• Problem to solve: Copy out the entries below, substituting "visual search tool" for every occurrence of "object detector" and leaving everything else unchanged.

Entries from a dataset:

___

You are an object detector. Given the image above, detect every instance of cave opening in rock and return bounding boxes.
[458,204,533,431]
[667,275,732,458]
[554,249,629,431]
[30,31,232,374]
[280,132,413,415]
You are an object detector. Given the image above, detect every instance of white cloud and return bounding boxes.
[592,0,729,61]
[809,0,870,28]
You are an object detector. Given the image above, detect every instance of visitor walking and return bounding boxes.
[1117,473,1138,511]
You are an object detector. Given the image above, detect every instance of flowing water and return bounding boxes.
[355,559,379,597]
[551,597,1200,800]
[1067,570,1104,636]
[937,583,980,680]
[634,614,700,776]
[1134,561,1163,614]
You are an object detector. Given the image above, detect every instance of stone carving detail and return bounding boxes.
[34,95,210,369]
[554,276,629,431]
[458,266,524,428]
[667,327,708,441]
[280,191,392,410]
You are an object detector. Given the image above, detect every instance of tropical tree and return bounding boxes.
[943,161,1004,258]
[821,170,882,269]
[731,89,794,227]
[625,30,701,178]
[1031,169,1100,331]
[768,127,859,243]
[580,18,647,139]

___

• Response for this exercise:
You are an visual search tool. Given the image above, detect every instance of cave opening in rock and return bounding boxes.
[458,204,533,431]
[667,275,732,458]
[554,249,629,431]
[30,31,232,374]
[280,132,413,415]
You are an visual search tool. Given the image above, detect every instance of white cloud and return bounding boxes.
[592,0,729,61]
[809,0,870,28]
You are an visual search tool. Given the image above, detect every instance of visitor walking and return bounding boxes.
[1117,473,1138,511]
You are an visual search tool. Given the image above, detect every instance of flowing water and return bounding boxes.
[355,559,379,597]
[551,597,1200,800]
[1067,570,1104,636]
[937,583,980,680]
[634,614,700,776]
[1134,561,1163,614]
You are an visual search tool. Given the image above, detect every instance of stone carving detail and return bounding boxes.
[34,95,210,369]
[554,276,629,431]
[458,266,524,428]
[667,327,708,441]
[280,191,392,410]
You are an visual search tool. Given the image above, detect every instance of tropical tree and return bounding boxes.
[943,161,1004,258]
[821,170,882,269]
[731,89,794,227]
[625,30,701,178]
[1031,169,1100,331]
[768,127,859,243]
[580,18,647,139]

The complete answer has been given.